■ WHAT IS NEEDED:
Pull out every line of the items below that contains the word "window", and copy each one. Case counts.

■ LISTING:
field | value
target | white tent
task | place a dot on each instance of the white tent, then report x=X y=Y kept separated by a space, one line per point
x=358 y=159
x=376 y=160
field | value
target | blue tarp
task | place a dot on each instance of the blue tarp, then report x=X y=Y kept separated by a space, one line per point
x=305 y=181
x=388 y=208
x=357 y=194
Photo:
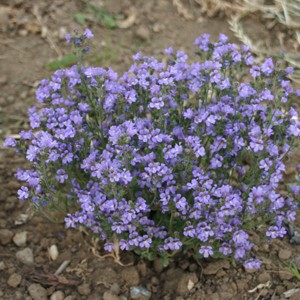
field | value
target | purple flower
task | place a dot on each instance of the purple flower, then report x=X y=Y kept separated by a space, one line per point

...

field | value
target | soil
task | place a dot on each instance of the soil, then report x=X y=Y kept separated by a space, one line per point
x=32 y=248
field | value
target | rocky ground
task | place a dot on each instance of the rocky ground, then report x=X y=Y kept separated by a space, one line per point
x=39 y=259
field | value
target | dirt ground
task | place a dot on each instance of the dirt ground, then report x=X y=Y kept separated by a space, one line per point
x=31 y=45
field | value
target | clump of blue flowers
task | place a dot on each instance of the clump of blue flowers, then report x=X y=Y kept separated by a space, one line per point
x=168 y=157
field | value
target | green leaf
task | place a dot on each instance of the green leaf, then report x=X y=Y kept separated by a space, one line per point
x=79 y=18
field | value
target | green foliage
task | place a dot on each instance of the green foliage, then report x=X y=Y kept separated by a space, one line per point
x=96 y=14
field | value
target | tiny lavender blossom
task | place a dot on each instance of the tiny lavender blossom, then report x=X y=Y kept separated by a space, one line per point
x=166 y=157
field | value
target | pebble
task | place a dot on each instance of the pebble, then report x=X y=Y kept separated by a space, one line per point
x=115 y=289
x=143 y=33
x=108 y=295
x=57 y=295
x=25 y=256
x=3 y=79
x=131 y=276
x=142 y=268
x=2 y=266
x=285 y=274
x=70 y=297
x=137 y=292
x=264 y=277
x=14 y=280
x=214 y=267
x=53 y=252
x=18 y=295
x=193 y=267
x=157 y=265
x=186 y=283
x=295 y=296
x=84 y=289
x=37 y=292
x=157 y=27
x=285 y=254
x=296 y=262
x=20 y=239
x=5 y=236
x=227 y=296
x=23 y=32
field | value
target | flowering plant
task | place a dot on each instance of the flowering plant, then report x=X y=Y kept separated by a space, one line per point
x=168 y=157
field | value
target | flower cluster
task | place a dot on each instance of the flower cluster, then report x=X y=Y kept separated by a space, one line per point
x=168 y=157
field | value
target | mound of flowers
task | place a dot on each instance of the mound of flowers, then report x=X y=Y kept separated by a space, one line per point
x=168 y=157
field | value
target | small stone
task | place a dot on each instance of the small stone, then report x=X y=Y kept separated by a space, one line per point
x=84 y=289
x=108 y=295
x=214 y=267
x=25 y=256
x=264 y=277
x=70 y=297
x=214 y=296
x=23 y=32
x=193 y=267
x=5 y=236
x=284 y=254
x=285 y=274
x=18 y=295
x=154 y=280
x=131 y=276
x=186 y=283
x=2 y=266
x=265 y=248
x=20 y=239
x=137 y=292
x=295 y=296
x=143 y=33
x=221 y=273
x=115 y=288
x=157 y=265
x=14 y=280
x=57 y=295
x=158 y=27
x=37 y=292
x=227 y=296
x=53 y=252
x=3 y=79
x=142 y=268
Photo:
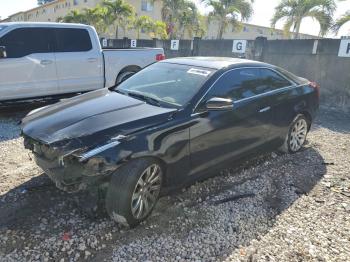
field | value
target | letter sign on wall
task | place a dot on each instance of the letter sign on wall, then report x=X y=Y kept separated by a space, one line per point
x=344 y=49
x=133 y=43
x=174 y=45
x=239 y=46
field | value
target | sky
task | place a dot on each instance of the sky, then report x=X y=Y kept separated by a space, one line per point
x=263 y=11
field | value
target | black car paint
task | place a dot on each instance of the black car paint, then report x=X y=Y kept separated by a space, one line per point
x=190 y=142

---

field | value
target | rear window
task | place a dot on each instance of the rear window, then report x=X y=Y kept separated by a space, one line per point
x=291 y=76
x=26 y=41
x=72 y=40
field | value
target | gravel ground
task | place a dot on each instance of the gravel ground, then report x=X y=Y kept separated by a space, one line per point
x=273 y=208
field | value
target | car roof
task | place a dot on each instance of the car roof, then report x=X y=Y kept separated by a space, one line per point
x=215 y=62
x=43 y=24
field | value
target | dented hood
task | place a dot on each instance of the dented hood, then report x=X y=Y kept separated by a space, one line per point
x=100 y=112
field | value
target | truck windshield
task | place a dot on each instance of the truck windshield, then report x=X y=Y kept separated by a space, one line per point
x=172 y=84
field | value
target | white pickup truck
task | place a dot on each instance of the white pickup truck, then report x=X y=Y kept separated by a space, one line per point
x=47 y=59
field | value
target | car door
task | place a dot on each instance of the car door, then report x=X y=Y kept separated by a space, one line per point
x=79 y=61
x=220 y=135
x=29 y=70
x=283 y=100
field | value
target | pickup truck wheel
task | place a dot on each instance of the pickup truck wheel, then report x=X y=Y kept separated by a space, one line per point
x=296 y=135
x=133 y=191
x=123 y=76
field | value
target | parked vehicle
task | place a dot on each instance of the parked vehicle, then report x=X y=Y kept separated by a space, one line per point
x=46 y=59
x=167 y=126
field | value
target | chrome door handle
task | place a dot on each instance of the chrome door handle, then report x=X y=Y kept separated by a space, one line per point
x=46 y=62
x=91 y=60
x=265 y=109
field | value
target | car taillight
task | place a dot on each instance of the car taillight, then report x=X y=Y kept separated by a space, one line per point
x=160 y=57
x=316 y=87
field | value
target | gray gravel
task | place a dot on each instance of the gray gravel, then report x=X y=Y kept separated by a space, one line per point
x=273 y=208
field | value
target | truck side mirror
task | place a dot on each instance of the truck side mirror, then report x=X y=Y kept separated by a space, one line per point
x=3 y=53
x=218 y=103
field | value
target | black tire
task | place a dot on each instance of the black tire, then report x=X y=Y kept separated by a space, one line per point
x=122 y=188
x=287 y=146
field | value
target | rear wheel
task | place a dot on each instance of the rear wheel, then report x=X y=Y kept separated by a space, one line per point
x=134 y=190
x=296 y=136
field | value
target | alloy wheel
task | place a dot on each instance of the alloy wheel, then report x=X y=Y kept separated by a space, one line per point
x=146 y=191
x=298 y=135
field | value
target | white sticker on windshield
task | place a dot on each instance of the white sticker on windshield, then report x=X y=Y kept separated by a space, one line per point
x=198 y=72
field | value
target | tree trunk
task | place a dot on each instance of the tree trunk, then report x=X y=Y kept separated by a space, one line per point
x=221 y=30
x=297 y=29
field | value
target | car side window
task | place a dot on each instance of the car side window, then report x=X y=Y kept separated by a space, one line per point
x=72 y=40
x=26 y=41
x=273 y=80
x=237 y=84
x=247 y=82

■ WORKED ANSWER:
target | rear window
task | place a dot on each instance of the rear window, then report x=X y=Y kept separated by a space, one line per point
target | car side window
task | place a dot on each instance of the car side window, then report x=X y=Y kept separated by a space, one line per point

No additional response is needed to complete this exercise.